§ Available data:

((

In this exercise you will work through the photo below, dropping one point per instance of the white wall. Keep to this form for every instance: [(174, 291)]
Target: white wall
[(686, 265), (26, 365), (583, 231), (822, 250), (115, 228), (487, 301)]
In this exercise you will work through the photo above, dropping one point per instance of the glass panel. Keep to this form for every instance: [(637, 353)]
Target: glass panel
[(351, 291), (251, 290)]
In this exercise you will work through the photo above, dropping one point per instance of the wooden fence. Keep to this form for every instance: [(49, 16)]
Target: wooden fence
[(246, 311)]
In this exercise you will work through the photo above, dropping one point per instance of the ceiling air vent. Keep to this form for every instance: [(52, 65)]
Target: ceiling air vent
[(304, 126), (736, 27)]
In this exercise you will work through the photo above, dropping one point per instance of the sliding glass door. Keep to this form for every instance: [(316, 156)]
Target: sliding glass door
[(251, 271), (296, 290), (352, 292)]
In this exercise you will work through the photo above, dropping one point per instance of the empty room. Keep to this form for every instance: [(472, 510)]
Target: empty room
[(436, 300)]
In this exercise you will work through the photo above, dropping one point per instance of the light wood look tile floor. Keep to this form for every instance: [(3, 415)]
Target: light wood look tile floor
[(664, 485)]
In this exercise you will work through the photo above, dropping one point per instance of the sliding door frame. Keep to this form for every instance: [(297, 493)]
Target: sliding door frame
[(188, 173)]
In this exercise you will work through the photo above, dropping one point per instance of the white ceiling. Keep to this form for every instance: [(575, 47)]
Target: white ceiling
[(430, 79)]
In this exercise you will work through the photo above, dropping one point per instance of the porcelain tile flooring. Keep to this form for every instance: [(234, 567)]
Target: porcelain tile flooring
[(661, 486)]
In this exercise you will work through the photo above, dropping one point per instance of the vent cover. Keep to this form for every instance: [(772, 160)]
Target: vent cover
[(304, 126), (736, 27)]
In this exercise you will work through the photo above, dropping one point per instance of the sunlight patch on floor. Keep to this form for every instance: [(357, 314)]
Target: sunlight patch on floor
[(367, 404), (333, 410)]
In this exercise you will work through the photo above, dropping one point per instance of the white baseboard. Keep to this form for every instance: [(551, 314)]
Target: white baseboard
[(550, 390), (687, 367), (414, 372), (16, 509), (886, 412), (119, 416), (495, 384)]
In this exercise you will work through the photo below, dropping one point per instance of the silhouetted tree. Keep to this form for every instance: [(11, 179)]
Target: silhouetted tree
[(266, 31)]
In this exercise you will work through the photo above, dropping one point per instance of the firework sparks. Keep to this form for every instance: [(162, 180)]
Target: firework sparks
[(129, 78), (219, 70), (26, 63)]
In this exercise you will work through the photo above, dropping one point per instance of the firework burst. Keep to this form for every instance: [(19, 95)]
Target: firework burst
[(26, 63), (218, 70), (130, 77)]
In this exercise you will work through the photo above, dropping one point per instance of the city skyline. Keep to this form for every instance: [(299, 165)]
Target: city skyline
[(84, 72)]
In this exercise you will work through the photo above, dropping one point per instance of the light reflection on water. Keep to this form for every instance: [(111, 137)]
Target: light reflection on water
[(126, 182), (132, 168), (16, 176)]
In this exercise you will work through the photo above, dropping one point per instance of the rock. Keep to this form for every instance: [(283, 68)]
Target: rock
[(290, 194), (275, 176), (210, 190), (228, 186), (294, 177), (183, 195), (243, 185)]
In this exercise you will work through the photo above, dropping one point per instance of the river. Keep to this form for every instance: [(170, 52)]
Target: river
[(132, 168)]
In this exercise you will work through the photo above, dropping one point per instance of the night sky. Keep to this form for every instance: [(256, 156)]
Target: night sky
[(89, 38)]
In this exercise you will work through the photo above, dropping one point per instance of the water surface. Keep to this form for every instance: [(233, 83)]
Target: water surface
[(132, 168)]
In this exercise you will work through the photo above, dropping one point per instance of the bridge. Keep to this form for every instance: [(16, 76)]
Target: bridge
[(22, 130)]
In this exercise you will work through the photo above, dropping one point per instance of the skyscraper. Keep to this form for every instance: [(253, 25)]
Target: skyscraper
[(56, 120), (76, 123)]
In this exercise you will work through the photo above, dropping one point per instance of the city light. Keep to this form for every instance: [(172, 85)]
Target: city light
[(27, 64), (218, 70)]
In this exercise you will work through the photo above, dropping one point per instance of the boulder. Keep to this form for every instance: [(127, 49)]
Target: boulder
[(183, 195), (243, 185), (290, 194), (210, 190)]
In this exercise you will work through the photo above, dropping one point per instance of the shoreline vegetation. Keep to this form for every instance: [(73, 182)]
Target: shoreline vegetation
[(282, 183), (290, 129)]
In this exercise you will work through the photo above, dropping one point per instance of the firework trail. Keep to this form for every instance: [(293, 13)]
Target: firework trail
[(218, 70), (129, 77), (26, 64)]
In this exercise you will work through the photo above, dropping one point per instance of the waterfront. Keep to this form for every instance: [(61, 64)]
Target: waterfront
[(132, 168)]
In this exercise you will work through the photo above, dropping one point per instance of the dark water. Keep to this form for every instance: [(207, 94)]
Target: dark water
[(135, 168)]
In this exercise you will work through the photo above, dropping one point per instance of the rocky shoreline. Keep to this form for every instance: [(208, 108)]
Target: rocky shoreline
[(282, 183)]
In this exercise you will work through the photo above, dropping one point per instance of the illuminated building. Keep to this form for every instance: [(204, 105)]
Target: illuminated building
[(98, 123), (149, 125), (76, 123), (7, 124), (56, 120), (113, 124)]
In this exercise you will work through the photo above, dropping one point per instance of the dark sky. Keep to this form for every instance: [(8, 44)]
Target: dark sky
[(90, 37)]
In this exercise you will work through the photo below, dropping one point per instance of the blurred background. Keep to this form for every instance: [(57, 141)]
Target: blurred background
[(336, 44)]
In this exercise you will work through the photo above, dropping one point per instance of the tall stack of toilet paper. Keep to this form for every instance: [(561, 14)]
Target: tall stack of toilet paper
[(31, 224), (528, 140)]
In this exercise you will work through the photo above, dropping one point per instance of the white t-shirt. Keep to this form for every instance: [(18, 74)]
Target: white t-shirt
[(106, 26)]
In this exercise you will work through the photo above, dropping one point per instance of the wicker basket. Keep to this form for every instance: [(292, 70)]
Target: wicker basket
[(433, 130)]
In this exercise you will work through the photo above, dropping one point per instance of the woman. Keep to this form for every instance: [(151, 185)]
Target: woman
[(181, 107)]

))
((

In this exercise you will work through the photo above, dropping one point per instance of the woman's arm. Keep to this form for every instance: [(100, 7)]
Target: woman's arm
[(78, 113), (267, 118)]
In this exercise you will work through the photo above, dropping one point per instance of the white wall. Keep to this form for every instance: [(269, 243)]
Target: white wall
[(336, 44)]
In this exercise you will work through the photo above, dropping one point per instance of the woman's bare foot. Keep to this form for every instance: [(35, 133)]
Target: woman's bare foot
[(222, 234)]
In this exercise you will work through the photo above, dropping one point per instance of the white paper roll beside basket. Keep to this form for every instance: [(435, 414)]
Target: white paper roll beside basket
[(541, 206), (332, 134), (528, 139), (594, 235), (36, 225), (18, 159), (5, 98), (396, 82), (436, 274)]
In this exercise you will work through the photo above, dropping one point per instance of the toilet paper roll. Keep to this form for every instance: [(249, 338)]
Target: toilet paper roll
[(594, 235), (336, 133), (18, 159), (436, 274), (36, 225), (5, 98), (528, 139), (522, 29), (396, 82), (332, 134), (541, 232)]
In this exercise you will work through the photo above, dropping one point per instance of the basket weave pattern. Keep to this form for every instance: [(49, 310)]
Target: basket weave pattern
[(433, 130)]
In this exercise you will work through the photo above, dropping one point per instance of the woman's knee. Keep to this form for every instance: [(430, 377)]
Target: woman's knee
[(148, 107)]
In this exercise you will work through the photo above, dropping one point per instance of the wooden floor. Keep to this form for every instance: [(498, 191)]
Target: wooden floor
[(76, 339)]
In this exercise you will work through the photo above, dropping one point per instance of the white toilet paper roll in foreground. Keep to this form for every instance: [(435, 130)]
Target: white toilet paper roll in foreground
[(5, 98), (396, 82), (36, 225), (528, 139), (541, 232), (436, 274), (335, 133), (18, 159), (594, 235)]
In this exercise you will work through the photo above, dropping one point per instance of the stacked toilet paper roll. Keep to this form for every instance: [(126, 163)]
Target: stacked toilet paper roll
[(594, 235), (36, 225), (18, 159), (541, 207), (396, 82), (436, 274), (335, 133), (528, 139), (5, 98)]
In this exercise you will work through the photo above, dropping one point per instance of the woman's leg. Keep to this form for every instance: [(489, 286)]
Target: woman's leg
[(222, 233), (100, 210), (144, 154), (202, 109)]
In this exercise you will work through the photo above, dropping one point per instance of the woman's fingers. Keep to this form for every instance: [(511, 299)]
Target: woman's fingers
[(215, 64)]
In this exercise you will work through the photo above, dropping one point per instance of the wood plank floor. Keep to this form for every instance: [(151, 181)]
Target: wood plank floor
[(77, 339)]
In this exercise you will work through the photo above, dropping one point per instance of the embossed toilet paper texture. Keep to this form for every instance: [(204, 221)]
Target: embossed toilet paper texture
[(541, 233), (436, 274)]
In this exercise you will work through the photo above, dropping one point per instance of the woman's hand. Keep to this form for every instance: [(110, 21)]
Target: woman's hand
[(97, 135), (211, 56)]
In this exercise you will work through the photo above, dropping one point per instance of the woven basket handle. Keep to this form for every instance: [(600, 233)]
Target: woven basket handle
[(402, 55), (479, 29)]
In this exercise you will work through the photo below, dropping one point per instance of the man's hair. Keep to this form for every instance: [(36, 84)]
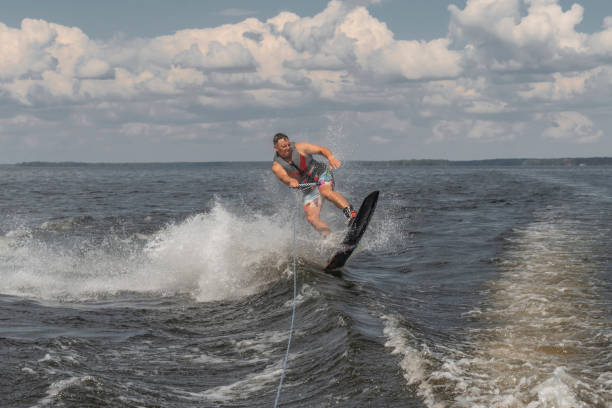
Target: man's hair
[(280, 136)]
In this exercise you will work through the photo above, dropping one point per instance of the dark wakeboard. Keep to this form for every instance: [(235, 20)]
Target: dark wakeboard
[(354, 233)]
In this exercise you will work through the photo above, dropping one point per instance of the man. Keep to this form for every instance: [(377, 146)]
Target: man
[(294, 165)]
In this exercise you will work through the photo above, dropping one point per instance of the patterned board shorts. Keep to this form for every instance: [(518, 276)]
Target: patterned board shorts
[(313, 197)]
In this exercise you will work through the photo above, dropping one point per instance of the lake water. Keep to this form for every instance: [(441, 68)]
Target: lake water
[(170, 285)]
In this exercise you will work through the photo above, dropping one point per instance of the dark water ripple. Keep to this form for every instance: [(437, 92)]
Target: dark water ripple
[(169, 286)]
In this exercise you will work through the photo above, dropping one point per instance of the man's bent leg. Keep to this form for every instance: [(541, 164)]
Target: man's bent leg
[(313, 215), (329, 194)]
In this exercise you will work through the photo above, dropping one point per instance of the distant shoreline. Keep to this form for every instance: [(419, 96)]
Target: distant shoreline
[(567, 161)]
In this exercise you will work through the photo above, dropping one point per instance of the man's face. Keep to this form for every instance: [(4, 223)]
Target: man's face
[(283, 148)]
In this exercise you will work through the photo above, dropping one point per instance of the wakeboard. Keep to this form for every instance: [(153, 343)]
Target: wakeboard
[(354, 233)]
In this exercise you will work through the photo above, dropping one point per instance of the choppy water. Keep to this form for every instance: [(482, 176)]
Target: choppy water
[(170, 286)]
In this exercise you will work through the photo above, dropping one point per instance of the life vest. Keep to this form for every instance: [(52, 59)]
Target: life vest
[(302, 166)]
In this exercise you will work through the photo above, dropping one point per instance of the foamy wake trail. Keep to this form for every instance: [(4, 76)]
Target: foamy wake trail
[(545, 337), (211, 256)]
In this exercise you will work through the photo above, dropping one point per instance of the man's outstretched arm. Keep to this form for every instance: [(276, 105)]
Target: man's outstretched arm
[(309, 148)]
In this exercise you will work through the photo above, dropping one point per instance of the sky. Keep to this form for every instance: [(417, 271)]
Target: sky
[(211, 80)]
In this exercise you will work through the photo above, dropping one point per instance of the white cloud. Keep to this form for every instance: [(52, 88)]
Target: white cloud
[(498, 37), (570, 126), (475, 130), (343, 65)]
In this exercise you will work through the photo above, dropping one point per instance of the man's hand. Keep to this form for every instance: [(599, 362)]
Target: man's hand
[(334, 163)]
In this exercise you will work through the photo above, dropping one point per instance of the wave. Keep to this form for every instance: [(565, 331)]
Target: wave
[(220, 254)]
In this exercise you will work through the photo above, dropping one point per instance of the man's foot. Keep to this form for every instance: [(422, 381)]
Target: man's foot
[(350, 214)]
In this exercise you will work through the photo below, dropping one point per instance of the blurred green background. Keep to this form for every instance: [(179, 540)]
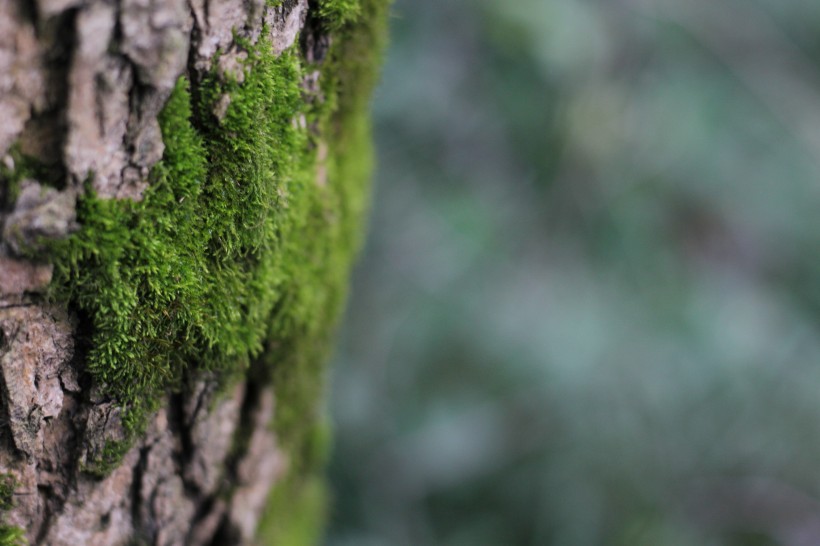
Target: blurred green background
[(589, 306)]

))
((

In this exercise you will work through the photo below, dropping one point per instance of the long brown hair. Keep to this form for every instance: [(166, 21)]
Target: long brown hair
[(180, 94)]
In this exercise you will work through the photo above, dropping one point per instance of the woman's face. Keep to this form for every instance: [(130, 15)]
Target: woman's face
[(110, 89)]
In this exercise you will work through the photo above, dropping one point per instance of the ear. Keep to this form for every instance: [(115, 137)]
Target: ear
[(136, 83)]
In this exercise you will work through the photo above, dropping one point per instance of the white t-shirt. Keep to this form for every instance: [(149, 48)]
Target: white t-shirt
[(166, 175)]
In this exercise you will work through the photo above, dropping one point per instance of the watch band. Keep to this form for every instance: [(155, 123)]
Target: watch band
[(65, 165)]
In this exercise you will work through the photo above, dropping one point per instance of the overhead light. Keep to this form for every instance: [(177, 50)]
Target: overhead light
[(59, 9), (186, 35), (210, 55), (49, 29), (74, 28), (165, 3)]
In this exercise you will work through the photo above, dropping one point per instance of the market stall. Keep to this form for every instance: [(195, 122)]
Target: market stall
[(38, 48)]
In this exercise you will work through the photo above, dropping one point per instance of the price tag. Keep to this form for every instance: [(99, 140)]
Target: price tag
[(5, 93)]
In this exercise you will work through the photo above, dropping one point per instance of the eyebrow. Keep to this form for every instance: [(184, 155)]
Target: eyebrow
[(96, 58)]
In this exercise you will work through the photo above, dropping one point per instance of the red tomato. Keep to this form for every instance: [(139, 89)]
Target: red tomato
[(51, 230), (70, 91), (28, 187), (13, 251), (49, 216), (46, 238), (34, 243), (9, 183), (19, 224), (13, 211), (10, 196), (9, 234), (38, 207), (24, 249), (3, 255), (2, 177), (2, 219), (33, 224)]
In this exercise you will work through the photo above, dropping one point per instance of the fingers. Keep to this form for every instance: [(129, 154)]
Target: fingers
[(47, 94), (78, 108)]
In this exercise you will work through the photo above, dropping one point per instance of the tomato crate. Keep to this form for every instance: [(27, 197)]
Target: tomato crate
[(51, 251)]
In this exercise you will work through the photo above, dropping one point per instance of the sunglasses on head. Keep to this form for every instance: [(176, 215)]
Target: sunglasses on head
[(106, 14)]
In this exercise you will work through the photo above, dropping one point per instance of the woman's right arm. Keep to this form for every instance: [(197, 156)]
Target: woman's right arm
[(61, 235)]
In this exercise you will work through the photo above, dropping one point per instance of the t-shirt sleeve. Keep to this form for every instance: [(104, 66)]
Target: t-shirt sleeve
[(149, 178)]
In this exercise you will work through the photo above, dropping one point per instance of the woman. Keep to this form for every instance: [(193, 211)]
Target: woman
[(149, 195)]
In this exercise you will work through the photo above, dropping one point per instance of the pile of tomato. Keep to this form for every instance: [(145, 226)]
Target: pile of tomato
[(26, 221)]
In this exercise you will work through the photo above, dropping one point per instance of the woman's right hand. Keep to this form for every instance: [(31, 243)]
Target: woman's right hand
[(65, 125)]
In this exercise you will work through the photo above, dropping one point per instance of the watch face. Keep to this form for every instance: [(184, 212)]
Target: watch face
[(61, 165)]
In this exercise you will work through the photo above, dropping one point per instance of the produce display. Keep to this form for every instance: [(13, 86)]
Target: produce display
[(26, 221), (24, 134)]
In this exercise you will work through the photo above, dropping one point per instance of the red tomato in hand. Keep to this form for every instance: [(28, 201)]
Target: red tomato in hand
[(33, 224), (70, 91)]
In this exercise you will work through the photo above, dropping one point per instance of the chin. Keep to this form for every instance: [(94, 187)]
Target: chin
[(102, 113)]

))

§ What this task involves:
A line belongs in the answer if it contains the word "below"; please copy each such line from the material.

§ Exercise answer:
In this exercise you will work through the photo below, dropping one point per instance of the white wall. Keep to this form for every instance: [(174, 291)]
In this exercise you will work through the photo below, dropping one point per instance of the silhouetted tree. Keep to this form for every instance: [(11, 179)]
In this exercise you will work through the photo below, dropping one point per instance of the blurred background. Keep to this form for every instance: [(57, 141)]
In this exercise you will work through the photo below, dropping one point per instance of the man's hair. Keep to this form for every instance: [(36, 84)]
In this exercise you will work through the photo below, dropping one point per instance of the blurred green background. Keep to this form for every instance: [(179, 540)]
In this exercise you will work through the photo below, dropping one point per instance of the long brown hair. Keep to this form for every instance: [(166, 21)]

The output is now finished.